The theoretical and empirical rope bridge reformers need to cross the political abyss that separates diagnosis from prescription is missing from Boyd’s book.  If my examples seem unconvincing on this point, perhaps this one will clinch my argument.  Most of the institutional reforms Boyd urges would make Canadian politics look more like American politics: a more centralized form of federalism, enhanced separation of powers, less dominant executives and cabinets, stronger and more independent legislative parties, an upper chamber with muscle, and a policy-oriented judiciary egged on by rights-empowered citizens.  But—and this is a big but—the environmental standing of the United States is even worse than Canada’s compared to other nations, as Boyd shows.  In a move that approaches a bait-and-switch, Boyd closes his book by turning his attention to Sweden and its environment-friendly, clearly superior practices.  Sweden, however, is governed in such very different ways from the United States or Canada, it is hard to know where to begin.  Perhaps the best way is simply to point out that, contrary to Boyd’s hopes for Canada, judicial activism is not a Swedish tradition (Board 1988, 1991, 2002).  Moreover, studies of clean air (Lundqvist 1980) and energy (Sahr 1985) politics in Sweden show that its [*388] courts are bit players in the policy process compared to the United States.  Rights-bearing citizens active in litigation politics do not explain Sweden’s environmental policies.  How does the Swedish experience square with Boyd’s wish for a constitutional amendment enshrining environmental rights for Canadians who are then suppose to use them in aggressive legal campaigns aimed at reforming the country’s policies?
^^^^^^^^^^^^^^^^
▶ _EXERCISE GOAL_
In the review of Boyd's book, what do the cited studies of clean air and energy politics show about Sweden's courts? The listing after this text has nothing to do with it.

▶ _THE DATA_
^^^^^^^^^^^^^^^^
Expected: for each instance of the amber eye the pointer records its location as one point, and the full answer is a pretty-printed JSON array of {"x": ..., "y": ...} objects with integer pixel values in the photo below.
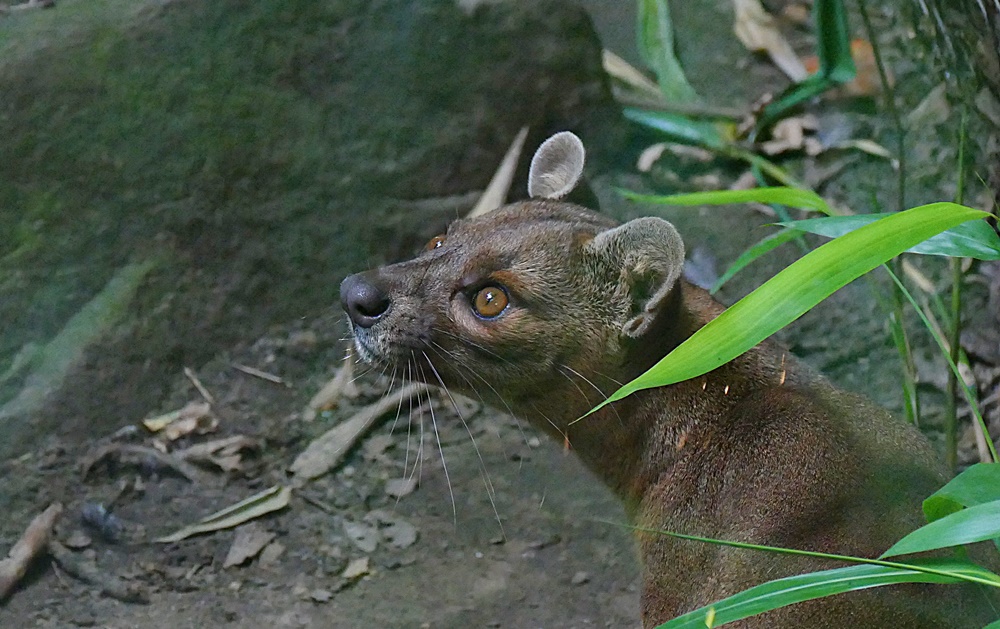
[{"x": 490, "y": 301}]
^^^^^^^^^^^^^^^^
▶ _SOLUTION FOR THIS PROBLEM_
They show that Sweden's courts are bit players in the policy process compared to the United States.